▶ _Written request_
State how many lines of the items contain the word "instance". Reply with the number only.

▶ _Task data_
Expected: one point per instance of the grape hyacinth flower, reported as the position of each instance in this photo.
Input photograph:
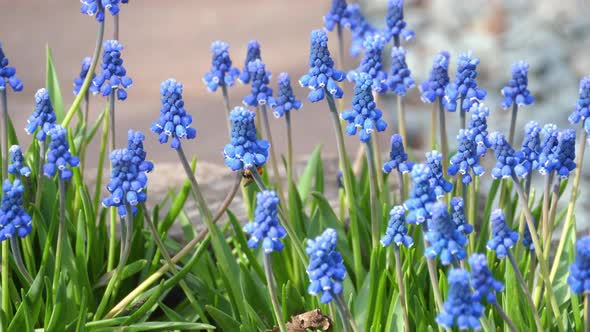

==

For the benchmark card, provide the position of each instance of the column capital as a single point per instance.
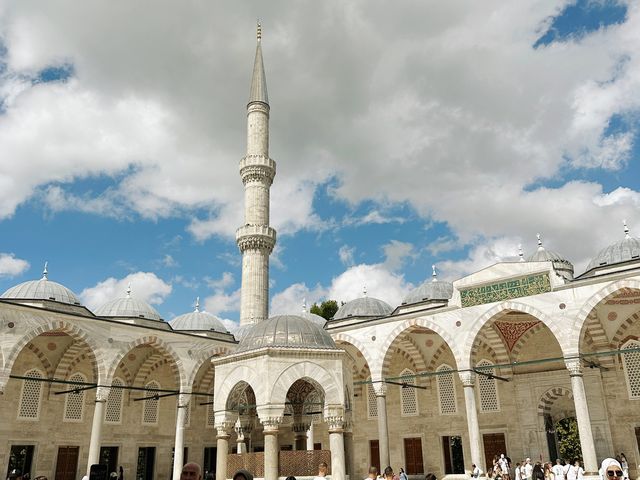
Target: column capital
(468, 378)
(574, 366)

...

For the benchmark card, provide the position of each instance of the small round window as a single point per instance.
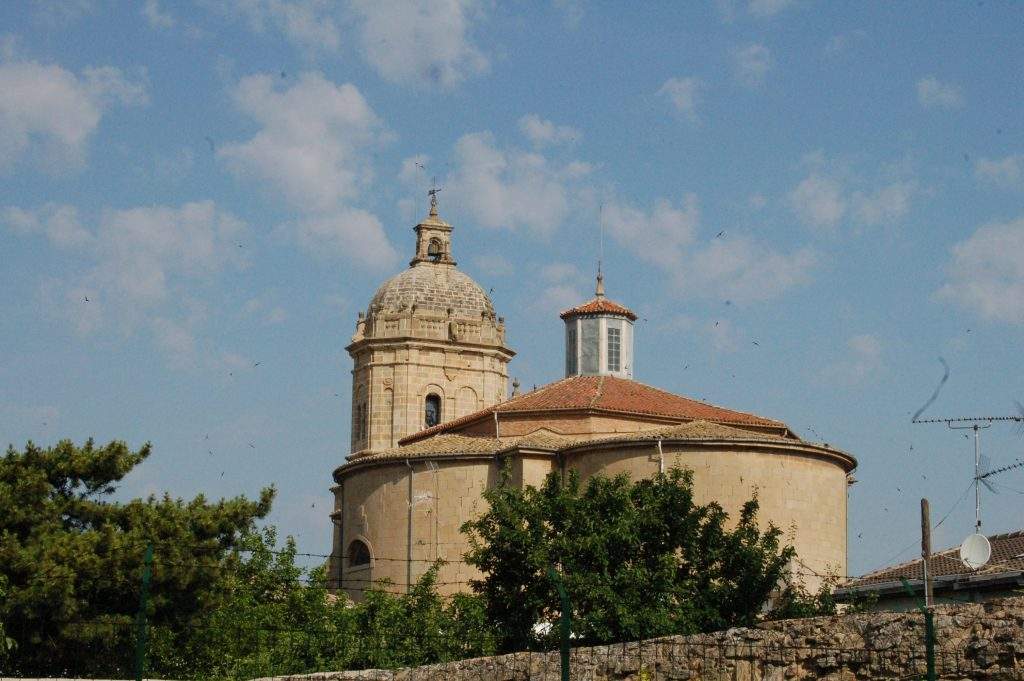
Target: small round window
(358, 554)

▶ _Full output_
3